(Beginning of DOCUMENT TEXT)

In honor of the anniversary of The Americans With Disabilities Act. An American who didn’t let the loss of her leg stand in her way. (OK, that’s an excuse – I didn’t want to wait for her birthday, which is in April.)
Born April 6, 1906. Virginia Hall: America’s Greatest Female Spy – Historic Heroines. This linked article is long, but still worth your time.
She spoke five languages, and worked at several consulates across Europe, but the Foreign Service kept rejecting her application. Mostly it seems, because she was raising the alarm about Hitler long before most Americans – and especially those in the US Foreign Service – were taking him seriously.
While hunting in Turkey, she had an accidental discharge of her firearm, which resulted in her losing her left leg below the knee. (She was climbing over a fence.) She named her wooden leg Cuthbert. Despite the injury she volunteered as an ambulance driver in France during the Blitzkrieg. After the Nazi occupation of France, she made her way to England and joined the Special Operation Executive. (SOE was competitor to MI6, but protected by Churchill.)

After rigorous spy training designed to test the mettle of even the most resolute male candidates, she returned to Vichy France undercover as an American Journalist (prior to the US having joined the war). There, at great personal risk, Virginia, worked doggedly to collect intelligence, help form the French Resistance and rescue downed RAF pilots. She organized sabotage efforts on German supply lines and successfully planned daring POW prison escapes. All the while, knowing that capture would mean imprisonment and certain torture at the hands of the Vichy Police or German Gestapo.

(End of DOCUMENT TEXT)
(Beginning of INPUT DATA)

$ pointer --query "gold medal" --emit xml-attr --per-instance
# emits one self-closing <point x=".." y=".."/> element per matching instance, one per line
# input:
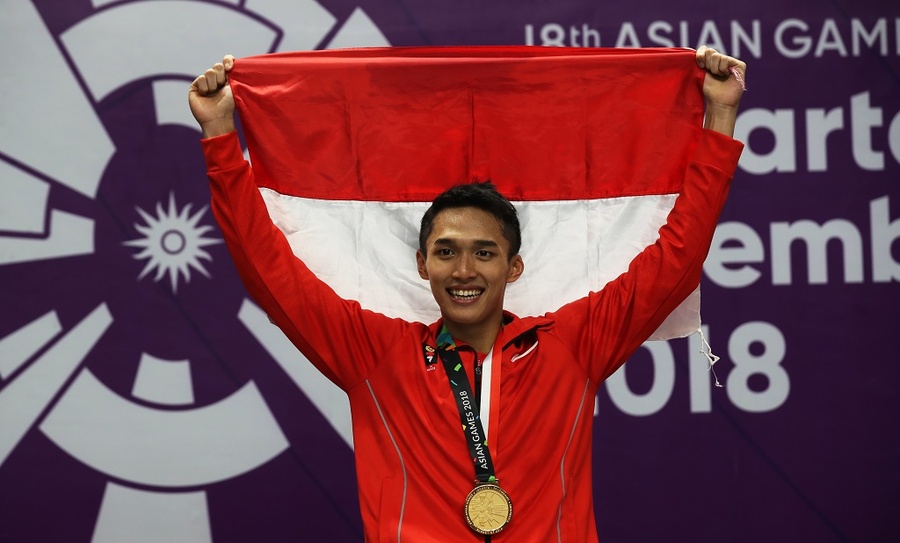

(End of INPUT DATA)

REQUIRED ACTION 1 -
Answer these from the text on Virginia Hall:
(a) How many languages did she speak?
(b) What name did she give her wooden leg?
(c) What cover did she use when she returned to Vichy France?
REQUIRED ACTION 2 - Print, without changes, the part of the text on Virginia Hall that opens with the words "Born April 6, 1906. Virginia" and closes with "taking him seriously.".

EXPECTED OUTPUT 1 -
(a) Five.
(b) Cuthbert.
(c) An American journalist.

EXPECTED OUTPUT 2 -
Born April 6, 1906. Virginia Hall: America’s Greatest Female Spy – Historic Heroines. This linked article is long, but still worth your time.
She spoke five languages, and worked at several consulates across Europe, but the Foreign Service kept rejecting her application. Mostly it seems, because she was raising the alarm about Hitler long before most Americans – and especially those in the US Foreign Service – were taking him seriously.